_Lesetext_
::::
Endlich Klarheit
Fußball, Regionalliga: Nach Saisonabbruch richtet sich der Blick der Spatzen auf 2020/21
GULM - Der DFB-Bundestag am vergangenen Montag wird noch lange nachhallen. Nicht nur wegen seiner rein digitalen und deshalb bislang einzigartigen Präsentation, sondern insbesondere auch wegen der Inhalte, die so wichtig für die Fußballwelt waren, wie selten zuvor. Die Ergebnisse werden die Branche jedenfalls noch einige Zeit lang beschäftigen und hatten bereits Folgen. Auch für den Regionalligisten SSV Ulm 1846 Fußball.
Nachdem beim Bundestag entschieden worden war, dass die 3. Liga fortgesetzt werden soll und die zuständigen Verbände einen Aufsteiger aus der vierten Liga bestimmen dürfen, wenn sie sich zu einem Abbruch entschließen sollten, beendete die Regionalliga Südwest ihre Saison zum Stichtag 30. Juni. Das sorgte einerseits für Erleichterung bei den Viertligisten, die seit Wochen auf eine Entscheidung warten mussten. Andererseits sorgte es für pure Begeisterung. Durch die Entscheidung der Liga-Verantwortlichen, den Aufsteiger in die 3. Liga mit der Quotientenregelung zu bestimmen, war klar, dass der 1. FC Saarbrücken in der kommenden Saison in der dritthöchsten deutschen Spielklasse antreten wird. Dass es Saarbrücken verdient hat, daran zweifelt niemand in der Liga. Mit sechs Punkten Vorsprung thront der FCS an der Tabellenspitze. Stephan Baierl, Sportlicher Leiter des SSV Ulm 1846 Fußball, sagte: „Saarbrücken ist zurecht aufgestiegen, es war in dieser Saison in allem ein Stück weiter als die anderen Teams.“Auch am anderen Ende der Tabelle gibt es Grund zur Freude, selbst wenn die teilweise mit Augenreiben garniert sein dürfte: Absteiger gibt es keine, was auch zur Folge hat, dass Schlusslicht RW Koblenz mit null Siegen und fünf Punkten aus 22 Spielen in der Liga bleiben darf.
::::
_Nachstehende Daten_

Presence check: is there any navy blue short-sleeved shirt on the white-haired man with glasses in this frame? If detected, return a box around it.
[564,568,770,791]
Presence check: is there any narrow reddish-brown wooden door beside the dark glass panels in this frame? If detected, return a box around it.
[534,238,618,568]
::::
_Aufgaben und Übungen_
1. Nach welcher Regelung wird laut Lesetext der Aufsteiger in die 3. Liga bestimmt?
2. Nenne alle Fußballvereine, die im Lesetext namentlich erwähnt werden.
3. Entscheide anhand des Lesetextes, ob die folgenden Aussagen zutreffen:
(a) Die Regionalliga Südwest beendete ihre Saison zum 30. Juni.
(b) RW Koblenz muss aus der Liga absteigen.
(c) Der 1. FC Saarbrücken führt die Tabelle mit vier Punkten Vorsprung an.
Die Zeilen stehen in keinem Zusammenhang mit dem Lesetext.

_Lösungen der Aufgaben_
1. Nach der Quotientenregelung.

2. SSV Ulm 1846 Fußball, 1. FC Saarbrücken, RW Koblenz

3.
(a) Ja: „beendete die Regionalliga Südwest ihre Saison zum Stichtag 30. Juni“
(b) Nein: „Absteiger gibt es keine“
(c) Nein: „Mit sechs Punkten Vorsprung thront der FCS an der Tabellenspitze.“